Study questions:
[a] Write out the part of the data science course outline below that begins at the words "Iragael JOLY, Pierre" and ends after the words "of results (visualization)".
[b] Continue the data science course syllabus below from where it stops.

Passage for review:

Iragael JOLY, Pierre LEMAIRE

Content(s)

Part I
.0 Introduction: Data Science Project Management
Steering data science projects, based on CRISP-DM
.1 Data handling & Data Engineer responsibilities (ethics, security, etc.)
.1.1 Technical data management
Data format, variable formats; basic operations (reads, writes; sorts; selections, projections, filters; merges)
.1.2 Technical management of results (visualization)
Types of graphics, principles of good visualization
Make and discuss technical choices and representations
.1.3 Societal management
Legal aspects (RGPD), sustainable aspects (risks on people [customer and staff] as well as environmental costs), security (who holds the data, spying...).
.1.4 Implementation : Micro-project

Part II
.1 Issues in machine learning, supervised machine learning (regression, classification)
supervised vs unsupervised methods (quick presentation of some unsupervised methods (k-means, dendrograms)).
.2 Regression and classification methods: linear regression and logistic regression; models, algorithms and resolutions
.3 Internal evaluation of regression and classification: Errors, residuals and prediction evaluation
.4 External Evaluation: Statistical Assumptions and Model Evaluation
.5 Implementation on different databases

Prerequisites

Students will have taken and validated the following courses: Probability and Statistics; Programming with R and Python

Test

This weighting is compatible with the organization of distance learning courses and exams

Session 1
UE_grade = 0.5*Grade1 + 0.5*Grade2
Part I - Data Engineering
Continuous assessment grade : TP (based on at least 1 grade TP1)

Recorded data:
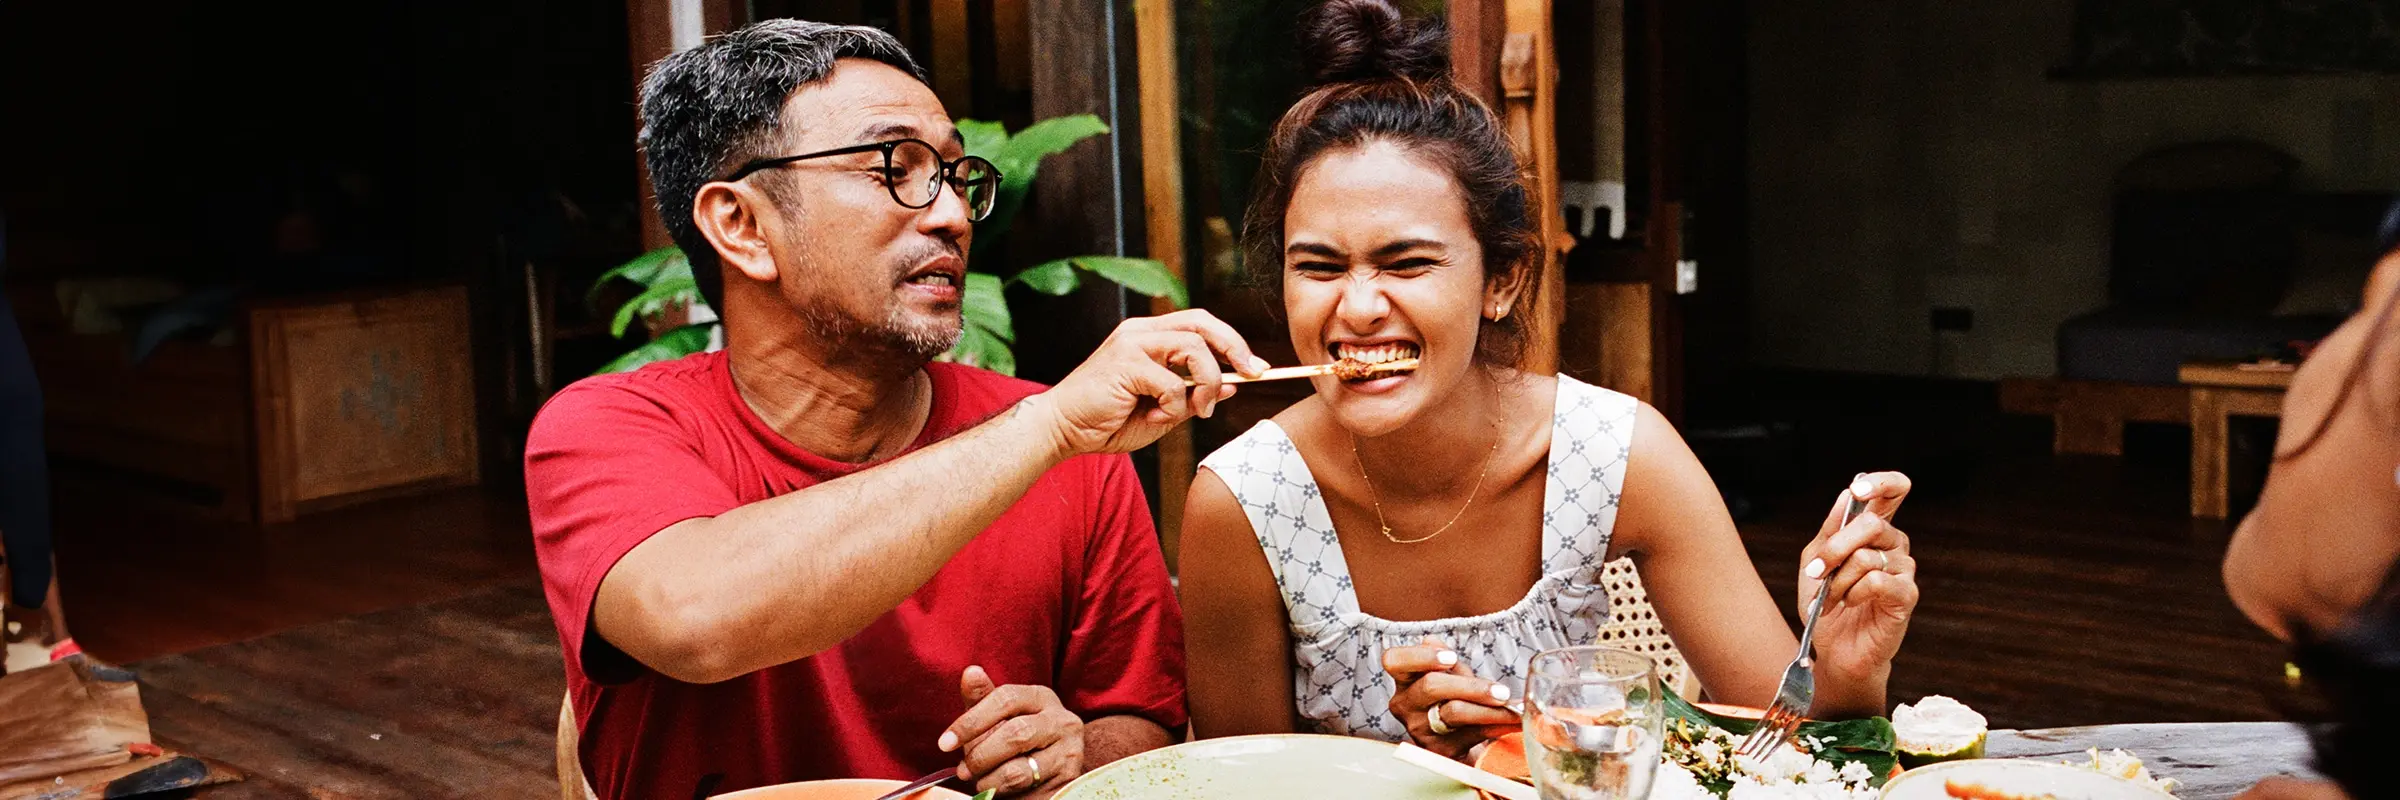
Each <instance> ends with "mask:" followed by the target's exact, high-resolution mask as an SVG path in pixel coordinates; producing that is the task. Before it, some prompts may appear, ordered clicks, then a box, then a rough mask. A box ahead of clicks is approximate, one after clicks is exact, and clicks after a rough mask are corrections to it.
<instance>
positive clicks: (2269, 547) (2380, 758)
mask: <svg viewBox="0 0 2400 800" xmlns="http://www.w3.org/2000/svg"><path fill="white" fill-rule="evenodd" d="M2383 252H2386V255H2383V262H2378V264H2376V271H2374V274H2371V276H2369V281H2366V293H2364V298H2366V305H2364V308H2362V310H2359V312H2357V315H2352V317H2350V320H2347V322H2342V327H2340V329H2335V332H2333V334H2330V336H2326V341H2323V344H2318V346H2316V348H2314V351H2311V353H2309V360H2306V363H2302V368H2299V372H2294V375H2292V389H2290V392H2287V394H2285V401H2282V432H2280V435H2278V442H2275V464H2273V466H2270V468H2268V476H2266V490H2261V492H2258V507H2254V509H2251V512H2249V517H2244V519H2242V526H2239V529H2234V538H2232V543H2230V545H2227V548H2225V589H2227V591H2230V593H2232V598H2234V605H2239V608H2242V613H2244V615H2249V617H2251V622H2258V627H2266V632H2270V634H2275V639H2282V641H2292V644H2294V663H2299V668H2302V673H2304V675H2306V677H2309V682H2311V685H2314V687H2316V689H2318V692H2323V694H2326V706H2328V709H2333V711H2335V714H2338V718H2335V726H2330V728H2318V730H2316V769H2318V771H2321V774H2326V776H2328V778H2330V781H2292V778H2278V781H2268V783H2261V786H2258V788H2254V790H2251V793H2246V795H2244V800H2268V798H2285V800H2299V798H2345V795H2347V798H2393V795H2400V776H2395V774H2393V771H2390V769H2388V766H2386V759H2388V754H2390V752H2393V750H2395V747H2400V723H2393V718H2395V716H2400V569H2395V562H2400V341H2395V339H2400V204H2395V207H2393V211H2390V216H2388V219H2386V223H2383Z"/></svg>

Responses by task:
[a]
Iragael JOLY, Pierre LEMAIRE

Content(s)

Part I
.0 Introduction: Data Science Project Management
Steering data science projects, based on CRISP-DM
.1 Data handling & Data Engineer responsibilities (ethics, security, etc.)
.1.1 Technical data management
Data format, variable formats; basic operations (reads, writes; sorts; selections, projections, filters; merges)
.1.2 Technical management of results (visualization)

[b]
Individual examination grade : EX
Grade1 = 0.4*TP + 0.6*EX

Part II - Machine Learning
Continuous assessment grade : TP (based on at least 1 grade TP1)
Individual examination grade : EX
Grade2 = 0.3*TP + 0.7*EX

Session 2
If Grade1 > 10/20 or Grade2 > 10/20 then choice to keep the grade or a pass new test

UE_grade2 = 0.5*Grade1.2 + 0.5*Grade2.2

Part I - Data Engineering
Individual examination grade : EX (based on written or oral evaluation)
Grade1.2 = EX
Part II - Machine Learning
Individual examination grade : EX (based on written or oral evaluation)
Grade2.2 = EX

Calendar

The course exists in the following branches:

  • Curriculum - Master 1 GI SIE program - Semester 7
  • Curriculum - Master 1 GI program GID - Semester 7
see the course schedule for 2025-2026

Additional Information

Course ID : WGUS2092
Course language(s): FR

You can find this course among all other courses.

Bibliography

Elff, (2020), Data Management in R , SAGE publication
Nicholas J. Horton and Ken Kleinman , (2016), Using R and RStudio for Data Management, Statistical Analysis, and Graphics (second edition)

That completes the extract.